Supplied material:
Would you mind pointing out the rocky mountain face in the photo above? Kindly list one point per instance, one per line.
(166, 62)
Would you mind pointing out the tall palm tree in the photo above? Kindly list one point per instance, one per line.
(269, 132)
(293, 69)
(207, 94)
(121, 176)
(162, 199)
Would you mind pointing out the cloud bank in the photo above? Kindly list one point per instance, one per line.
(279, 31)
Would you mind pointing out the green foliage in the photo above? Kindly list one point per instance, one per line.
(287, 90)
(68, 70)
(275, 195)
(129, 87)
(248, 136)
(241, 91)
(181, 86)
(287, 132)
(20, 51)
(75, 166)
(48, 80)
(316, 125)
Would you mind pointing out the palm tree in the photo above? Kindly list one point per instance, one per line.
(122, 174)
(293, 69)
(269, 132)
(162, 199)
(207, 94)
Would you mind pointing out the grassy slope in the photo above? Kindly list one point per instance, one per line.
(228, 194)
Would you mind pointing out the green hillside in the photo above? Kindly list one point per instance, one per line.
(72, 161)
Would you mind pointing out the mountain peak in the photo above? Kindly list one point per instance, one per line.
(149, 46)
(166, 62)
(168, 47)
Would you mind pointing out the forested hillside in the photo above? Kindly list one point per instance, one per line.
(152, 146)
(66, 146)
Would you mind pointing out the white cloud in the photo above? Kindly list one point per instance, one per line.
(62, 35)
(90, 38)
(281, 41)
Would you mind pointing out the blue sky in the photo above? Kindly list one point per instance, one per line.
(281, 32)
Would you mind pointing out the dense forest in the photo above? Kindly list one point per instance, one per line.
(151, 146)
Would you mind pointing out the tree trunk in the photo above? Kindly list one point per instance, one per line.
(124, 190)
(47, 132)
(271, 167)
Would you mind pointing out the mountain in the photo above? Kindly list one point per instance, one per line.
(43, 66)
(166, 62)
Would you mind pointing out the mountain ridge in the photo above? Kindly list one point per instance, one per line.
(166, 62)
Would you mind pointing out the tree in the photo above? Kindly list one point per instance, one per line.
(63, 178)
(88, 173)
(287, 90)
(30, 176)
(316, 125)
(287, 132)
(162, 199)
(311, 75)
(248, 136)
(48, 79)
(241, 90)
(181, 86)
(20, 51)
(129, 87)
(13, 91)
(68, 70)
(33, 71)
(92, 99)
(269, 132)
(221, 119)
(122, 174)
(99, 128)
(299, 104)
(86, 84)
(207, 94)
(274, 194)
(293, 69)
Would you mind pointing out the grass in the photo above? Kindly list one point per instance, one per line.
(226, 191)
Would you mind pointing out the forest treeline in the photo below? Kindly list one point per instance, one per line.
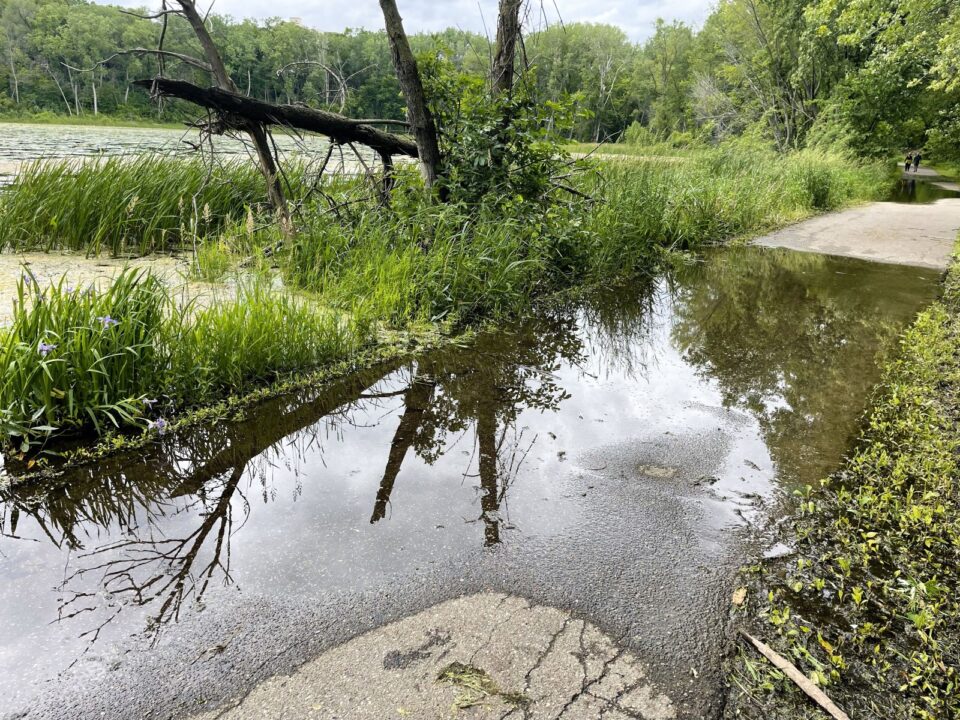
(870, 75)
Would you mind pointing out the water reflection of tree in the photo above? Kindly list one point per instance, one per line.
(483, 390)
(196, 475)
(792, 338)
(195, 480)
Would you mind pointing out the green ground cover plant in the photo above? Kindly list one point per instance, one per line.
(868, 606)
(366, 267)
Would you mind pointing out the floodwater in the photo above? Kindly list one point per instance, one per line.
(21, 143)
(607, 456)
(913, 190)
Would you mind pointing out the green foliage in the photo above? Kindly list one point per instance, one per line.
(76, 356)
(100, 359)
(870, 602)
(123, 205)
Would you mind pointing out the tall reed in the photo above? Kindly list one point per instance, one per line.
(127, 354)
(125, 205)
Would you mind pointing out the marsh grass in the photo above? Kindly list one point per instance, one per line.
(368, 267)
(125, 205)
(79, 356)
(122, 356)
(427, 262)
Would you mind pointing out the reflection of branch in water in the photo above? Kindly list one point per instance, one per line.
(417, 399)
(197, 474)
(160, 570)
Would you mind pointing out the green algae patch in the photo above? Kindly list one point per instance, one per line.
(475, 686)
(868, 604)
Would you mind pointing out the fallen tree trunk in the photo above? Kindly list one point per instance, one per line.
(338, 128)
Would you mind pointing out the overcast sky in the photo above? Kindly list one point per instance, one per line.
(636, 17)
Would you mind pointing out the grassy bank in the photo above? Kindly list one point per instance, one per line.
(125, 205)
(49, 118)
(359, 268)
(869, 603)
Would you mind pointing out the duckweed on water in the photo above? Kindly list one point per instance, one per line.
(869, 605)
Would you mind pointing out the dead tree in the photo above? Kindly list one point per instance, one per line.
(421, 120)
(504, 58)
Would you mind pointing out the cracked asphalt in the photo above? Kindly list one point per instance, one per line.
(510, 659)
(555, 515)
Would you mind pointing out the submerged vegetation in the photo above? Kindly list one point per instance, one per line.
(867, 605)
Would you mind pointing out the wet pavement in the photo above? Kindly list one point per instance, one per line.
(611, 460)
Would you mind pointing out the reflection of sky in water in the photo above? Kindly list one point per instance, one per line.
(699, 369)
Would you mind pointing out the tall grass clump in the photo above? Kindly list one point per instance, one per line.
(75, 357)
(718, 194)
(429, 264)
(77, 360)
(125, 205)
(259, 336)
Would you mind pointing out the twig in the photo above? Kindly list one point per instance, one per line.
(790, 670)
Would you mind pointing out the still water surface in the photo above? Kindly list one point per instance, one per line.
(738, 378)
(22, 143)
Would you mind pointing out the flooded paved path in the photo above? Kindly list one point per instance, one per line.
(606, 465)
(906, 233)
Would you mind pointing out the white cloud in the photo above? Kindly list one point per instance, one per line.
(636, 17)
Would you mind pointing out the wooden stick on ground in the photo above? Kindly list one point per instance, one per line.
(815, 693)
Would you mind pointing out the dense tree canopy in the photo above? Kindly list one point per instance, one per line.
(874, 75)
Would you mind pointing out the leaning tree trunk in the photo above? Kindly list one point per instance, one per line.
(508, 32)
(421, 119)
(257, 132)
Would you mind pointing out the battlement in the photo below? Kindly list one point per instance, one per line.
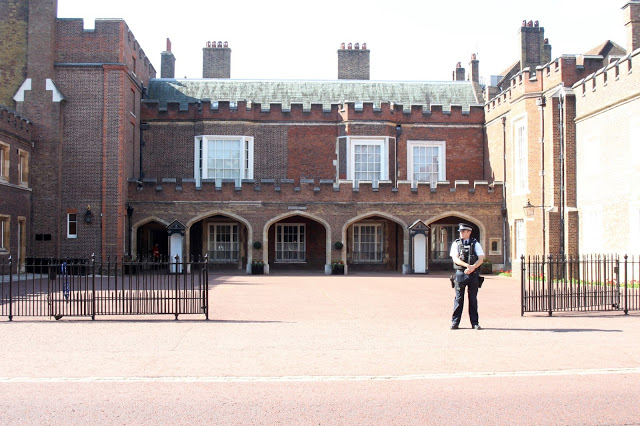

Written exercise:
Rewrite every row above, replacing "Kindly list" with "Please give" and keeping everything else the same. Omit the pictures from your answer.

The result:
Would you mind pointing out the rocky mountain face in the photo above? Please give one point per instance, one per line.
(166, 62)
Would you mind pointing out the tall palm tree in the photo above? Please give one point per instance, one per line.
(269, 132)
(293, 69)
(207, 94)
(121, 176)
(162, 199)
Would you mind pointing out the cloud bank in the photo above? Please give one point per instance, one per line.
(279, 31)
Would you mind pointing out the green foliage in the photo above? Please give one point per instance, one per line.
(287, 90)
(68, 70)
(275, 195)
(129, 87)
(248, 136)
(241, 91)
(181, 86)
(287, 132)
(20, 51)
(75, 166)
(48, 80)
(316, 125)
Would you mind pointing out the palm tree in the photo above? Please give one point per instance, one per line.
(122, 174)
(293, 69)
(269, 132)
(162, 199)
(207, 94)
Would you mind pointing out the grassy slope in the photo above? Please give one point per instance, one per line.
(228, 194)
Would you mind pointing out the green hillside in the photo above? Please give one point per instance, one per line.
(72, 161)
Would you mind pointing out the mountain peak in the photo above? Please give one point per instance, one per line.
(149, 46)
(166, 62)
(168, 47)
Would you mind pointing out the forested hillside in the photo above? Please give one point per instance, one per line.
(152, 146)
(66, 146)
Would you mind pointing out the white cloud in the photo above? Please give one point per instance, one per line.
(62, 35)
(90, 38)
(281, 41)
Would you mind pointing out the blue sky in the photo above? Please give one point per instance, one per line.
(281, 32)
Would you mind pointing out the dense forest in the photo above? Please give one point per instance, one per line.
(151, 146)
Would you mind pointing out the tree trunk in the photo above? Please give one point per instance, one per line.
(124, 190)
(47, 132)
(271, 167)
Would you mind pointing out the mountain in the photo above? Please give one point per instance, one per line.
(43, 66)
(166, 62)
Would you mind pointing out the mountain ridge in the photo above? Please give one point per instance, one per line.
(166, 62)
Would you mind pointing out the tree in the photo above? Please give one point per instance, one per line.
(63, 178)
(88, 173)
(287, 90)
(30, 176)
(316, 125)
(287, 132)
(162, 199)
(311, 75)
(248, 136)
(48, 79)
(241, 90)
(181, 86)
(20, 51)
(129, 87)
(13, 91)
(68, 70)
(33, 71)
(92, 99)
(269, 132)
(221, 119)
(122, 174)
(99, 128)
(299, 104)
(86, 84)
(207, 94)
(274, 194)
(293, 69)
Would you mind pointing out the grass in the photo above? Please give one point per instance, one per line.
(226, 191)
Would you mind pointing out the forest treeline in the photo below? Please give one point per instance, one per line.
(870, 75)
Would you mind pointing out the water reflection of tree in the photo above? Please give one point per instance, one per line.
(483, 390)
(196, 475)
(792, 338)
(195, 480)
Would you mind pointing out the green ground cover plant in the photo above? Please give one point per instance, one per line.
(868, 606)
(366, 267)
Would you mind pointing out the floodwater in the photo above? Please give one point per instance, one per line.
(21, 143)
(607, 456)
(913, 190)
Would you mind pointing out the green foliage in the photo above? Please give one point per instance, one per line.
(76, 356)
(100, 359)
(870, 602)
(123, 205)
Would you mind pointing out the tall reed in the photo above? Please give one point per instance, one per line.
(127, 354)
(125, 205)
Would you mind pointing out the marsh grass in the photo above? Please give one point per instance, one per line.
(368, 267)
(125, 205)
(79, 356)
(122, 356)
(427, 262)
Would you mind pointing out the reflection of branch in water in the photo above? Please give one point per instance, one per line.
(417, 399)
(197, 474)
(160, 570)
Would you mind pointing out the green algae patch in the photo above? Please give one point per instance, one per line.
(475, 686)
(868, 604)
Would you mind pointing out the fallen tree trunk in the photo above? Please give one point per instance, one per line.
(338, 128)
Would you mind pointing out the overcast sky in the photo above? Please give one point per instance, one per line.
(636, 17)
Would you mind pointing out the grassy bank in the photo above? Please give one point per instance, one per line.
(125, 205)
(49, 118)
(359, 268)
(869, 603)
Would you mind pointing out the duckweed on water in the photo above? Please give one point per instance, one per line.
(869, 605)
Would you mind pointing out the dead tree in the photo above? Please give one point per instance, one per line.
(421, 120)
(504, 58)
Would you mind pointing out the cracked asphalt in the photo above? Please give one point per instance, one per line.
(510, 659)
(555, 515)
Would you mind pointing out the submerged vegetation in the photo above? Please give one point per instance, one per line.
(867, 605)
Would you mind pointing out the wet pavement in the photo above? Please give one point per instance, one per line.
(611, 460)
Would you mind pointing out the reflection of sky in water in the photo above? Please give one point per instance, one per line.
(699, 369)
Would you mind pointing out the tall grass clump in the photo above? Please give one point per instance, one per line.
(75, 357)
(718, 194)
(429, 264)
(77, 360)
(125, 205)
(259, 336)
Would you mind pointing out the twig in the photo above? Please give one point per instance, one per line.
(790, 670)
Would you mind pointing out the still water surface in the photo above? Please give one point per instance, one per line.
(738, 378)
(22, 143)
Would you mind pointing out the flooded paved path in the photo above? Please give one point per instance, one per line.
(606, 465)
(906, 233)
Would you mind pointing out the white cloud in the photo above? Please give one point per instance, one per line.
(636, 17)
Would you mind pointing out the wooden stick on ground in the photo above? Please give one point per instance, one per line.
(815, 693)
Would you mind pointing out the dense tree canopy in the photo above? Please give one point per instance, one per line.
(874, 75)
Would you mind pointing out the leaning tree trunk in the photo above? Please give one point per instance, one per line.
(508, 32)
(421, 119)
(257, 132)
Would you mind pointing out the battlement in the photo below? Please give one point per instance, one per line.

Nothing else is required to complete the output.